_Task objective_
Reproduce the opening lines of the records exactly, up to and including the line in which "indicate the utility" occurs.

• • • • •

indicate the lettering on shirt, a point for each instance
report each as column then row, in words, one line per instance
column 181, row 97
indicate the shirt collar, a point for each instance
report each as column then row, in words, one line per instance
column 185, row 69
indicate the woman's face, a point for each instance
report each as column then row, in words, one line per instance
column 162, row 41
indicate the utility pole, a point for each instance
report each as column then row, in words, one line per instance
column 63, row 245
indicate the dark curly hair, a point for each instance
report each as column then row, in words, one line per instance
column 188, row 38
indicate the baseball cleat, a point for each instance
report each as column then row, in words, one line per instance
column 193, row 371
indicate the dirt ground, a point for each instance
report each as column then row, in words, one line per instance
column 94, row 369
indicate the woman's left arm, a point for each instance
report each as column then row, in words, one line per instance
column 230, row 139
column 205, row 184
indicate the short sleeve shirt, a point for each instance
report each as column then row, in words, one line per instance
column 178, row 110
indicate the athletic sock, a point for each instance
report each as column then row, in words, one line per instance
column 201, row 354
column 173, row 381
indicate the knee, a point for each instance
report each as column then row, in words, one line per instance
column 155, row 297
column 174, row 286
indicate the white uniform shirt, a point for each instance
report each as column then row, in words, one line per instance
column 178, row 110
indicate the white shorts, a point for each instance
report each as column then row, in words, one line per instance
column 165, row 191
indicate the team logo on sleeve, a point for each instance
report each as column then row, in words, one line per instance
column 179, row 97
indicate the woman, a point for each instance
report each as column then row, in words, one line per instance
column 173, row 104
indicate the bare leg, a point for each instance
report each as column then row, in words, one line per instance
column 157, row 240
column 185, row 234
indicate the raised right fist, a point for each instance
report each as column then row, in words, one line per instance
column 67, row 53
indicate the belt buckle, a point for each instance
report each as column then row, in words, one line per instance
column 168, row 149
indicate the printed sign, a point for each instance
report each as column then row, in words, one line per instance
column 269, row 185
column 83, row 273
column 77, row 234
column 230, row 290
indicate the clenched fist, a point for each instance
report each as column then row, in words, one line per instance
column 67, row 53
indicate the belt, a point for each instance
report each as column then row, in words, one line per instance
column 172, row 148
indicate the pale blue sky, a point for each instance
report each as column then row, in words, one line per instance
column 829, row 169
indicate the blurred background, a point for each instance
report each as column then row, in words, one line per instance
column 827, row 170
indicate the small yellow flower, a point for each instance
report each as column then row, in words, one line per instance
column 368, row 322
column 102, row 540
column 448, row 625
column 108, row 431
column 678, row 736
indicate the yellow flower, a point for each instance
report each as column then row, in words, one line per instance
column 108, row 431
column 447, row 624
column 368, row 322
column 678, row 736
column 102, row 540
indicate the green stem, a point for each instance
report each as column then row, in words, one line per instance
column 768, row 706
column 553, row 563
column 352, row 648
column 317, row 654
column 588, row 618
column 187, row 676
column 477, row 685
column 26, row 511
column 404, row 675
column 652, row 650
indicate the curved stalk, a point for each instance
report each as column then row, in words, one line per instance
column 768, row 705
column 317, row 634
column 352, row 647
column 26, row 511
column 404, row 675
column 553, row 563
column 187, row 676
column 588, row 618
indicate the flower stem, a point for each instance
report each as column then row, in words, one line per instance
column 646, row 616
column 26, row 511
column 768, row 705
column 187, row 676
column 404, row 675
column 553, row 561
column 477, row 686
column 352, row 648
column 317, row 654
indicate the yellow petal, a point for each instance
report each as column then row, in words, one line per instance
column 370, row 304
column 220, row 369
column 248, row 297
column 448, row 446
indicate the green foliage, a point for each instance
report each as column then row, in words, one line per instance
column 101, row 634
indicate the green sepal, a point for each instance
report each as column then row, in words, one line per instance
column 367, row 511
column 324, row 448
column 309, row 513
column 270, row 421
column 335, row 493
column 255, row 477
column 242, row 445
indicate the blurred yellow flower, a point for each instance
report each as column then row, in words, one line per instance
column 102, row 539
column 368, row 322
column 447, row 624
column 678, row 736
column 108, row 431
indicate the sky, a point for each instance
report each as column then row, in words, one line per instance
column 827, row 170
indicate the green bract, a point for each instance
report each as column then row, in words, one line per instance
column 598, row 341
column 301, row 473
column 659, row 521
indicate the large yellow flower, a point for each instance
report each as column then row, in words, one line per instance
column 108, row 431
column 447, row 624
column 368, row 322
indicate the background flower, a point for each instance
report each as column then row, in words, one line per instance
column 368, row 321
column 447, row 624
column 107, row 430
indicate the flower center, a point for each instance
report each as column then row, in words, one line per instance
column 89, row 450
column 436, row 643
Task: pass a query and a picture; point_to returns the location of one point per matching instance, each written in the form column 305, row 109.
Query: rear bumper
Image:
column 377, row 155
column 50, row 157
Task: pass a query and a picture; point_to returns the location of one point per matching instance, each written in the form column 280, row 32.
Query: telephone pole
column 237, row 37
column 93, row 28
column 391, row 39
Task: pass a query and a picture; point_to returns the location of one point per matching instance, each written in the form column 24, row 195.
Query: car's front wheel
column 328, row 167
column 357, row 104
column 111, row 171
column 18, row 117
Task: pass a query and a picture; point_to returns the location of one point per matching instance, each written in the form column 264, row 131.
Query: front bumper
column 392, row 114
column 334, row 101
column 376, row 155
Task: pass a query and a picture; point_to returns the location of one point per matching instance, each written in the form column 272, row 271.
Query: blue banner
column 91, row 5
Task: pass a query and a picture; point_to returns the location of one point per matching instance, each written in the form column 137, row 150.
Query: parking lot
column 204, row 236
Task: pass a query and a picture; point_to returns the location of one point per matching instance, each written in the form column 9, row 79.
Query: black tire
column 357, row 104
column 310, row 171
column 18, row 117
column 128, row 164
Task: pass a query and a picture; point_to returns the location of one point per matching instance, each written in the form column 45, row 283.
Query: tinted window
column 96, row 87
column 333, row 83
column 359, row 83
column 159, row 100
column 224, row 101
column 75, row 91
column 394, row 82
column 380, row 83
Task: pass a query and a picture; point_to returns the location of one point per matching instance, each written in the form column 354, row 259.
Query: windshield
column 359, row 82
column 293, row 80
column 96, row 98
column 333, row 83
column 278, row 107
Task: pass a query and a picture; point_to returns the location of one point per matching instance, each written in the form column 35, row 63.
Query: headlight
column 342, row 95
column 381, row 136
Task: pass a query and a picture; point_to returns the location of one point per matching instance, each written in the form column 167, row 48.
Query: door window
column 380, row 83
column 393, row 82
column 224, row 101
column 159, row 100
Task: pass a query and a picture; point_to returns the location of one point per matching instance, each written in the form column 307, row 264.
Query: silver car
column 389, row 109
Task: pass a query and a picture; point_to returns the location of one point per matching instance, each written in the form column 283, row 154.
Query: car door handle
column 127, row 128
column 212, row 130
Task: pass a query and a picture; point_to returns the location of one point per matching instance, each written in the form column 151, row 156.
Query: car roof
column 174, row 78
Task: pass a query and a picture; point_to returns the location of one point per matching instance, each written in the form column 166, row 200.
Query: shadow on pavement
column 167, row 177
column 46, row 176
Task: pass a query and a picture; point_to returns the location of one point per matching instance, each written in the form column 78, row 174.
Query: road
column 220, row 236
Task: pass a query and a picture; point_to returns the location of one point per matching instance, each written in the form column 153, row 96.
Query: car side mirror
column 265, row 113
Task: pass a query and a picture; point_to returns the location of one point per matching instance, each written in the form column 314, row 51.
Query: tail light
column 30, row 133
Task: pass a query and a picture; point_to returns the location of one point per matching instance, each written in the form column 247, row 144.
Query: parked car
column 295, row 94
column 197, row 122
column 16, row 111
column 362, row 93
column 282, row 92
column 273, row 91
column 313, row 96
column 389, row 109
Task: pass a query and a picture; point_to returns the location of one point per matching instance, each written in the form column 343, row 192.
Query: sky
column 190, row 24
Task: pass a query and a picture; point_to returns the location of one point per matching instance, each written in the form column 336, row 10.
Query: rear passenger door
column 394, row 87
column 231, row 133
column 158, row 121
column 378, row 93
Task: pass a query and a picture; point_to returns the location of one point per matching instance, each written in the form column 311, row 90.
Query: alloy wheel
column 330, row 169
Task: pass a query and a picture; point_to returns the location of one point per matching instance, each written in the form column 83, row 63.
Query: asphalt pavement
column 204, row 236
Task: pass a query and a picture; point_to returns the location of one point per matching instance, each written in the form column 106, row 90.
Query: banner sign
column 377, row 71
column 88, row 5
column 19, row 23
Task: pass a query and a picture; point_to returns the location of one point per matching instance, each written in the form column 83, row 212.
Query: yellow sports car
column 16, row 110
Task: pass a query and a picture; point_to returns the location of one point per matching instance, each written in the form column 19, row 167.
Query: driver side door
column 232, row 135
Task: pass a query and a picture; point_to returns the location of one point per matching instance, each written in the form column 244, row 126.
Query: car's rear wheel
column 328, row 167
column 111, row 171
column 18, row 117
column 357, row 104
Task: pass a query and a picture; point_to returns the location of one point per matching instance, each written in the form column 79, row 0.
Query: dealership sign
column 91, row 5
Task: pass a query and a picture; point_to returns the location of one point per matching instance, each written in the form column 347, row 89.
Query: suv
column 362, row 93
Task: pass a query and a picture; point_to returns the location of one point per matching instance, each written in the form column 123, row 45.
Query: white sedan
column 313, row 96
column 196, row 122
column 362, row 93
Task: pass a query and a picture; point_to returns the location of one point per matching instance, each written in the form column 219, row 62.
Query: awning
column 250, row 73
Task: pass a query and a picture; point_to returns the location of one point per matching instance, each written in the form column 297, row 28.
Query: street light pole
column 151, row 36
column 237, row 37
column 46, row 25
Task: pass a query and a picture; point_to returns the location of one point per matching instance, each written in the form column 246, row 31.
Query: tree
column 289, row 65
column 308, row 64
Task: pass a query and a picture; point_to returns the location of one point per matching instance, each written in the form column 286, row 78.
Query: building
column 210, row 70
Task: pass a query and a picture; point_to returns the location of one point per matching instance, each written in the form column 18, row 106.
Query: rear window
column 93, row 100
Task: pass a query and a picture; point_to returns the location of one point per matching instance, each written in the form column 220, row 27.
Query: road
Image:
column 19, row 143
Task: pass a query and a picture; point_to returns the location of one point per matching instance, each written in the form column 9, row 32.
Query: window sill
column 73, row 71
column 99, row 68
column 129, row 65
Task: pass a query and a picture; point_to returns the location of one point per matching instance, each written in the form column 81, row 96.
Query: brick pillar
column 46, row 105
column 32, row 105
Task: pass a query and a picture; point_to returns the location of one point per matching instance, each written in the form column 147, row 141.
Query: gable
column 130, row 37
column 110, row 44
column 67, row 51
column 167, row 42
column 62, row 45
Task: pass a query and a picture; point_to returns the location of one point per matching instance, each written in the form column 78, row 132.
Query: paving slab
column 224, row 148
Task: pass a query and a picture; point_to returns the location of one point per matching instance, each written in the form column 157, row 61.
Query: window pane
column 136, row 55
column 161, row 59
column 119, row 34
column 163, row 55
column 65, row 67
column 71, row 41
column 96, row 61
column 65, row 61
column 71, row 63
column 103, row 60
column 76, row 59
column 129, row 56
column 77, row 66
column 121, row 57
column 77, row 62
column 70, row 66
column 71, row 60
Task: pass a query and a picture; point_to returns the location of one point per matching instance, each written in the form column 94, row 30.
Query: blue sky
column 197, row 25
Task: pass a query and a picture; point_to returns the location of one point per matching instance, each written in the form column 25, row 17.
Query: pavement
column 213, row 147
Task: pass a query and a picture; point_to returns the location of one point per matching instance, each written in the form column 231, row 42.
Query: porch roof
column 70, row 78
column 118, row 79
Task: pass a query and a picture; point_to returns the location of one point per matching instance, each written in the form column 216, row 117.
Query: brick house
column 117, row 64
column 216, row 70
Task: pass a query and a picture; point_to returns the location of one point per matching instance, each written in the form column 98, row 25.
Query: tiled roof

• • • • •

_Answer section_
indicate the lettering on shirt, a point for each instance
report each as column then row, in words, one line per instance
column 181, row 97
indicate the shirt collar, a point for each instance
report each as column then row, in words, one line per instance
column 185, row 69
indicate the woman's face, a point for each instance
report each as column then row, in words, one line per instance
column 162, row 41
indicate the utility pole, a point for each instance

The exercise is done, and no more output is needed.